## REQUISITI DEL COMPITO
Per favore, ricopia parola per parola il passo dell'estratto della pagina che va da "La Calabria, sempre." giù fino a "motoscafo da Guadalupe.".

La Calabria, sempre. Ma alle Barbados. Impegnato nel montaggio di Basileia, lungometraggio d’esordio della romana Isabella Torre, il regista italoamericano Jonas Carpignano, 39 anni, chiude la trilogia di Gioia Tauro (Mediterranea, A Ciambra, A Chiara) con un nuovo film, Isle of Splendor, ambientato in un’isola delle Piccole Antille a un’ora di motoscafo da Guadalupe.
Una storia originale, scritta da Carpignano per un progetto “più grande per budget e sguardo”, ma realizzato con lo stesso metodo. E con le stesse persone: “Faremo come sempre. Interverremo su una comunità locale, che frequento dal 2016, e lavoreremo con la gente del posto. Rispetteremo i loro ritmi, senza imporci. Avremo un cast corale e nessun attore professionista, a parte Koudous (Seihon, attore in tutti i suoi film, ndr). La troupe sarà di Gioia Tauro: sembra uno scherzo, ma andiamo a girare nella Calabria dei Caraibi, tra montagna e mare”.

## DATI
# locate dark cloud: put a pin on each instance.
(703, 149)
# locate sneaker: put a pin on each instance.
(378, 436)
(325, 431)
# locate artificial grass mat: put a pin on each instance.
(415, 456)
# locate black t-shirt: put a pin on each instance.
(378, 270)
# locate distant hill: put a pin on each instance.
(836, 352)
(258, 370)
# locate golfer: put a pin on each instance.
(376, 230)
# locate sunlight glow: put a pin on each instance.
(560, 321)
* * *
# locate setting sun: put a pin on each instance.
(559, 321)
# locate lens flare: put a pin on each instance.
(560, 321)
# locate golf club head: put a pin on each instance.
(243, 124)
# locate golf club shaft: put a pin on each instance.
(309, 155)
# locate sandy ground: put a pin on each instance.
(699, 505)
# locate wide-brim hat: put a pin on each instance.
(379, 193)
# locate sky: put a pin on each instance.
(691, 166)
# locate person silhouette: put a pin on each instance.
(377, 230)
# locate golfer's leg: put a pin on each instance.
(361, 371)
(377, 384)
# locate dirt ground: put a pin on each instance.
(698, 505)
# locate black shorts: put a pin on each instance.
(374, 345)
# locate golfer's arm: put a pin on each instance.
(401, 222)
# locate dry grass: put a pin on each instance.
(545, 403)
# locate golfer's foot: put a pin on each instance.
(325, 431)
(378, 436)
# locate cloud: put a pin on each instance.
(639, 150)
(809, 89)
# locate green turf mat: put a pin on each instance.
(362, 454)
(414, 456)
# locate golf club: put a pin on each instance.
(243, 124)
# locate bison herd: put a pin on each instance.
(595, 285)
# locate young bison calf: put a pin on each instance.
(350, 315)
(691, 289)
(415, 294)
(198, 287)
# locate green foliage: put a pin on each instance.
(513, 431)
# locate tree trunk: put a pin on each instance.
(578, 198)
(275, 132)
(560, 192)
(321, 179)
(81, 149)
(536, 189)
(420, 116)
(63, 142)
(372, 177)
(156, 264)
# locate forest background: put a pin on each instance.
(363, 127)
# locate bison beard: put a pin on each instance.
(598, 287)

## COMPITO SVOLTO
La Calabria, sempre. Ma alle Barbados. Impegnato nel montaggio di Basileia, lungometraggio d’esordio della romana Isabella Torre, il regista italoamericano Jonas Carpignano, 39 anni, chiude la trilogia di Gioia Tauro (Mediterranea, A Ciambra, A Chiara) con un nuovo film, Isle of Splendor, ambientato in un’isola delle Piccole Antille a un’ora di motoscafo da Guadalupe.